I would love to say thank you in person – and hear your take on the many pressing issues we face.

I hope you’ll join us!

It’s time once again to turn a jaundiced eye toward the newsmakers of the day – the winners and losers – who, in my cynical opinion, either contributed to our quality of life, or detracted from it, in some significant way.

Let’s look at who tried to screw us – and who tried to save us – during the week that was:

Asshole           Volusia County Councilwoman Deb Denys

In my view, the antithesis of leadership is exemplified when a sitting elected official makes political hay during an unfolding crisis – criticizing those who are desperately trying to find answers and make a difference – sniping from the cheap seats and piling on while offering no credible solution to perhaps the most malignant social issue of our time.

That’s my job. . .

Earlier this week, the always arrogant Volusia County Councilwoman Deb Denys took the opportunity to kick the beleaguered members of the First Step Shelter Board while they’re down – publicly putting the boots to her municipal colleagues who boldly stepped up to serve the effort to bring Volusia County’s first homeless assistance center to fruition despite years of political obstacles – many of which were erected by the Volusia County Council’s obstinate refusal to assist beyond throwing our money at the problem.

(Region pointing data)

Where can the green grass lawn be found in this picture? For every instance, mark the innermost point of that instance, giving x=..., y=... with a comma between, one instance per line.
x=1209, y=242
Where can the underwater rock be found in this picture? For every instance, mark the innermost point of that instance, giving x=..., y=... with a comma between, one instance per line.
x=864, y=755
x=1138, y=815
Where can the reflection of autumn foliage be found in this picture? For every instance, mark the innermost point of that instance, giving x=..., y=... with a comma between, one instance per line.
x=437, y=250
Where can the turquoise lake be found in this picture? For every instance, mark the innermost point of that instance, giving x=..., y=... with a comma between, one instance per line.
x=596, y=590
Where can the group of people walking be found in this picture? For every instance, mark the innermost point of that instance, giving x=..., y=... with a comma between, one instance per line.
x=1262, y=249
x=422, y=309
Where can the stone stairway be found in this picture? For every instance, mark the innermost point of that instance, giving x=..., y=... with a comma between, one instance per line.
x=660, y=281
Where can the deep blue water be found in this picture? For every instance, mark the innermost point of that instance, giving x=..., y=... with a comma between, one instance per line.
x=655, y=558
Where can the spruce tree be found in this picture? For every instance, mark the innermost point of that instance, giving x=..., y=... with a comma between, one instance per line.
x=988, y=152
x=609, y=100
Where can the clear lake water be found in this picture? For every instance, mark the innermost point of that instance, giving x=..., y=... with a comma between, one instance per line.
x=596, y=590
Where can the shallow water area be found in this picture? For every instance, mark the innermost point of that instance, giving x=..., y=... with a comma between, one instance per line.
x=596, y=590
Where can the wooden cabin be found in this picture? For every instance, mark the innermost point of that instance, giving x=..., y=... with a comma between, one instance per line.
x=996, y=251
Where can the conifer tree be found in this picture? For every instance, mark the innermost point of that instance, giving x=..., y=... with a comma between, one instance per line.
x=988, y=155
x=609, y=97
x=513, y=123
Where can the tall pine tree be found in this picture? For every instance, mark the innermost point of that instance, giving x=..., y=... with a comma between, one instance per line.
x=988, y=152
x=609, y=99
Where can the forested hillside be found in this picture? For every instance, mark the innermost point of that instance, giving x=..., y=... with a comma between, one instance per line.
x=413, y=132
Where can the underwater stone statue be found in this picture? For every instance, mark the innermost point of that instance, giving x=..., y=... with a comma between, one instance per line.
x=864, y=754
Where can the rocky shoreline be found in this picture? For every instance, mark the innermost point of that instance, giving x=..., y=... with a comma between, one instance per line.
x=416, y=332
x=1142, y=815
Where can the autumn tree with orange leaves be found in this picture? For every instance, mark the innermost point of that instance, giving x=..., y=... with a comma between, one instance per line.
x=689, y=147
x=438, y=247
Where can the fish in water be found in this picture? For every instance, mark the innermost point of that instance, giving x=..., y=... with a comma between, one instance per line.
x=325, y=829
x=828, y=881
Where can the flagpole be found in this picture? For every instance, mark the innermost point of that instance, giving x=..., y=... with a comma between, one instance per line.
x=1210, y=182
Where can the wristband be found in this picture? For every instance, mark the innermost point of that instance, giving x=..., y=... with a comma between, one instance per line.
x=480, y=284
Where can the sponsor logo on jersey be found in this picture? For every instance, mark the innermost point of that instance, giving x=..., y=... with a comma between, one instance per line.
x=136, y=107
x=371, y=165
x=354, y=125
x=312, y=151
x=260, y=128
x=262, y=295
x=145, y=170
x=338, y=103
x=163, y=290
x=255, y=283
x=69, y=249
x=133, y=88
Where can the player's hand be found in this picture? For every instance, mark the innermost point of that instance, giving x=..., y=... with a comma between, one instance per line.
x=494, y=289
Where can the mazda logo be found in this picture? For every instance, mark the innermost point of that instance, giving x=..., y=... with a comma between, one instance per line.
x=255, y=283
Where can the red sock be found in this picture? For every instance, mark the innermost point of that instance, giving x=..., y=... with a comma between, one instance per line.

§ **Exercises**:
**1)** Answer these questions about the Volusia County column:
(a) Who is named beside the heading "Asshole"?
(b) Whose board members did she criticize earlier this week?
(c) What is that effort working to bring to Volusia County?
**2)** Can you transcribe the Volusia County column between "It’s time once" and "some significant way.", inclusive?
**3)** Would you go on with the Volusia County column from where it stops?

§ **Answers per task**:
**1)**
(a) Volusia County Councilwoman Deb Denys
(b) The First Step Shelter Board's
(c) Volusia County's first homeless assistance center

**2)**
It’s time once again to turn a jaundiced eye toward the newsmakers of the day – the winners and losers – who, in my cynical opinion, either contributed to our quality of life, or detracted from it, in some significant way.

**3)**
In an excellent article in The Daytona Beach News-Journal penned by the intrepid Eileen Zaffiro-Kean, entitled “Shelter trudges through upheaval,” taxpayers got an up-close-and-personal view of the myriad problems that have plagued the First Step project since its inception – and a dire warning that this incredibly expensive option for reducing chronic homelessness may, once again, be headed for the rocks.

But rather than provide moral support for members of the executive board – or add constructive suggestions for bringing the board and the City of Daytona Beach together – the always arrogant Ms. Denys uses this low point to say “I told you so,” and tout her prognostication that the project (which is slowly, but surely, under construction in the hinterlands off US-92) was doomed to failure when she cast an obstructionist “No” vote two-years ago.

“Leadership starts at the top. You can’t cloak it anymore,” Denys said. “You’ve got a governing board whose hands are tied to govern.”

Look, Ms. Denys wouldn’t know decisive leadership if it bit her on the backside.

In fact, she remains a big part of perhaps the most dysfunctional and inept elected body in the history of Volusia County governance – and that’s saying something.  In my view, her near-constant self-serving antics and weird grandstanding in defense of this lopsided system she helped create says everything you need to know about Ms. Denys’ loyalties.

Many agree, the problem of chronic homelessness is a countywide issue that ultimately needs a countywide solution.  It’s part of why some municipalities are balking at throwing more money at First Step.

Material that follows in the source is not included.